The Empire was never the same after the Oblivion Crisis ended the Septim bloodline in The Elder Scrolls IV: Oblivion. When Emperor Titus Mede II took over the Empire, it was a shadow of its former glory. Valenwood and Elsweyr were lost to the third Aldmeri Dominion, Black Marsh was no longer part of the Empire, and Morrowind still hadn’t recovered from the eruption of Red Mountain.

In 4E 171 (year 171 of the Fourth Era), about thirty years before the player enters Helgen, the Aldmeri Dominion invaded Hammerfell and Cyrodiil after the Emperor rejected its demands, and thus began the Great War.

The Imperial City fell and Emperor Titus Mede II, wielding the famed sword Goldbrand (from Morrowind and Oblivion), reclaimed the city and totally destroyed the Aldmeri army. He personally captured Lord Naarifin, the general of the Third Almderi Dominion, who was kept alive for thirty-three days, hanging from the White-Gold tower. At least, according to the lore book, The Great War, written by an Imperial commander who admits, within the book itself, that the “full truth of some events may never be known.”

All of the fighting had taken a toll. Not a single Imperial legion had more than half of its soldiers fit for duty, and three whole legions were lost. The war ended with the Emperor’s acceptance of the White-Gold Concordat treaty, with the same demands that the Emperor had first rejected — the outlaw of Talos worship, disbanding the Blades, and turning parts of Hammerfell over to the Aldmeri Dominion.

• _SET EXERCISE_
Print the part of the Great War passage that opens with the words containing "The Empire was" and closes with "the Great War.". These entries have no connection to the passage about the Great War.

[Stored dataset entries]
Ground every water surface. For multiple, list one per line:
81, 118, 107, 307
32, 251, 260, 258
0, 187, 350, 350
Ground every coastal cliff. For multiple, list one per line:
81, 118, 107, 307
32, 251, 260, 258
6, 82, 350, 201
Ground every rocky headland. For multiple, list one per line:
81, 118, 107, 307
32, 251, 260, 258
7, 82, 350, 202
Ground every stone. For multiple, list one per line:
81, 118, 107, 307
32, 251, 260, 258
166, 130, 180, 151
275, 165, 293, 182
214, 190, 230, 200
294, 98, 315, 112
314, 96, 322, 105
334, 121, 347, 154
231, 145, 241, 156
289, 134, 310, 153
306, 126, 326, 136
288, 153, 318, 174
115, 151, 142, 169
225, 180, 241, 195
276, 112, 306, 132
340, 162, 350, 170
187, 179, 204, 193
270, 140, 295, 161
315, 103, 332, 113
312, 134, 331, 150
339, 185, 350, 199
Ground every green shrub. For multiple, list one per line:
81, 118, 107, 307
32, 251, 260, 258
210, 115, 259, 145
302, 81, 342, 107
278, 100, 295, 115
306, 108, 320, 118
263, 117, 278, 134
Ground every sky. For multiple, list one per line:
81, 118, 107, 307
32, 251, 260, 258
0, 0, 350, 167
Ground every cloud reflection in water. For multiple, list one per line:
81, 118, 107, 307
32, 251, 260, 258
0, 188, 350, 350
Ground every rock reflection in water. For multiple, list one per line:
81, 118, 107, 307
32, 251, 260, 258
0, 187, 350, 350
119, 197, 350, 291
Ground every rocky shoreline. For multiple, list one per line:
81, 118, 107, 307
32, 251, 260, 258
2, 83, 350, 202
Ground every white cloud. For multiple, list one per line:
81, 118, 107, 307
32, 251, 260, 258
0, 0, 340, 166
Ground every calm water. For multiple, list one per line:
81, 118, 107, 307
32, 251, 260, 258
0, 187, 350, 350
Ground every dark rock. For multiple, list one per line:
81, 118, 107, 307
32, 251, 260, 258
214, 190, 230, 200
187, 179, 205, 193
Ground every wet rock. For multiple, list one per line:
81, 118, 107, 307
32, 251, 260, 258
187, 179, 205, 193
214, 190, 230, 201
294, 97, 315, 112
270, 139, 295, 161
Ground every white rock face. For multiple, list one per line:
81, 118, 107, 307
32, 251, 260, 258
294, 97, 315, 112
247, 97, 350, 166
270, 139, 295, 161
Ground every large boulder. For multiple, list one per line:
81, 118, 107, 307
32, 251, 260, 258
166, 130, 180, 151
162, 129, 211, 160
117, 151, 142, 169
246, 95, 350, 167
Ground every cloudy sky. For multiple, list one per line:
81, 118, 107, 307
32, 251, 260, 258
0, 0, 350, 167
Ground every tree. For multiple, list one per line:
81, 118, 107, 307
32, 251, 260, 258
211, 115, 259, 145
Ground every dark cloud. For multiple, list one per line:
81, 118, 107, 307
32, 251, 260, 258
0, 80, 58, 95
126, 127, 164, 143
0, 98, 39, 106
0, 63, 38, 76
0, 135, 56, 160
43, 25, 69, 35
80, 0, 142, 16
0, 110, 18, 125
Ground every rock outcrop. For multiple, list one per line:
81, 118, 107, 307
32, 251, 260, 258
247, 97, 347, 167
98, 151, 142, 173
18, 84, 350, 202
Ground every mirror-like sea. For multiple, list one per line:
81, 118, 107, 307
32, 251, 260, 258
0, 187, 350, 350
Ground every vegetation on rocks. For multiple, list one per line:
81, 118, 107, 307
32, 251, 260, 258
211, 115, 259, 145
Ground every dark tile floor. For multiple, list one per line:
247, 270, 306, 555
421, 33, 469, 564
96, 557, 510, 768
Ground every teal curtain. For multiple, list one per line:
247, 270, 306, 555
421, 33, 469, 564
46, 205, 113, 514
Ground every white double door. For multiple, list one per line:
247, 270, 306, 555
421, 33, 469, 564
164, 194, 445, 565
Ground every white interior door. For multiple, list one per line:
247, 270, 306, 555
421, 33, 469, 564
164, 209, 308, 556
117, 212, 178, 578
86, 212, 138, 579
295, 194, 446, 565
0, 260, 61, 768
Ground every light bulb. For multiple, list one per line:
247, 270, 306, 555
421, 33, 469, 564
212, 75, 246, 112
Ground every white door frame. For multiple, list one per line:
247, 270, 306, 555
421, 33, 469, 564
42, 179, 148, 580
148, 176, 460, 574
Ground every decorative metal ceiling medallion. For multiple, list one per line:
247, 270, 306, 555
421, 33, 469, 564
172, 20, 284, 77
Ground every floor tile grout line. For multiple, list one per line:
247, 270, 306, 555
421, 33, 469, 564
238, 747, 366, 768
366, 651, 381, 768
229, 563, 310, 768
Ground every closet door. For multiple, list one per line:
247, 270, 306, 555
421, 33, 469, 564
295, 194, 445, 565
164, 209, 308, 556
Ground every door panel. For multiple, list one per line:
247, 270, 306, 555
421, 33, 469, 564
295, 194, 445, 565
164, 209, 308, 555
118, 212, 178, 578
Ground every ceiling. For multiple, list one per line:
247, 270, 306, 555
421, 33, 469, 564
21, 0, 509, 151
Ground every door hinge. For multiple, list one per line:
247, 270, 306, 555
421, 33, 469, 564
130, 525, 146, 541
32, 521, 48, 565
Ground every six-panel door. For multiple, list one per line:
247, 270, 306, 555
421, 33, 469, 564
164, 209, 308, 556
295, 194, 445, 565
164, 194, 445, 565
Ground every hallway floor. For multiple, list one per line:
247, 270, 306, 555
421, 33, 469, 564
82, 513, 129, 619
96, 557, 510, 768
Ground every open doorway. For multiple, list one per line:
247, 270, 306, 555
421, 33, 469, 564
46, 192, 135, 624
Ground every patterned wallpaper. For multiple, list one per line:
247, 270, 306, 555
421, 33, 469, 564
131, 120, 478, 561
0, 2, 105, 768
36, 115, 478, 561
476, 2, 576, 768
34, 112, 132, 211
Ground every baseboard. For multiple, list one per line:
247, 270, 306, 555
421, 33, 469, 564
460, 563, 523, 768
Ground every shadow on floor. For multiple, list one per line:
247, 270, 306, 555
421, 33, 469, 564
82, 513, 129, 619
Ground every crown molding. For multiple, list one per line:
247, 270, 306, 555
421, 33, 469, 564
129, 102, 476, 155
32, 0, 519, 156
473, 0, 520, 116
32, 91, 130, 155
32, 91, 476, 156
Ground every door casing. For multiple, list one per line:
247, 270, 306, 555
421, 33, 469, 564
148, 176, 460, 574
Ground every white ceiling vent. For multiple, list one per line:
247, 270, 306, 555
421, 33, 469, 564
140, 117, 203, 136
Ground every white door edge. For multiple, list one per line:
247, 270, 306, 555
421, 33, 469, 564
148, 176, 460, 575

• _FULL OUTPUT_
The Empire was never the same after the Oblivion Crisis ended the Septim bloodline in The Elder Scrolls IV: Oblivion. When Emperor Titus Mede II took over the Empire, it was a shadow of its former glory. Valenwood and Elsweyr were lost to the third Aldmeri Dominion, Black Marsh was no longer part of the Empire, and Morrowind still hadn’t recovered from the eruption of Red Mountain.

In 4E 171 (year 171 of the Fourth Era), about thirty years before the player enters Helgen, the Aldmeri Dominion invaded Hammerfell and Cyrodiil after the Emperor rejected its demands, and thus began the Great War.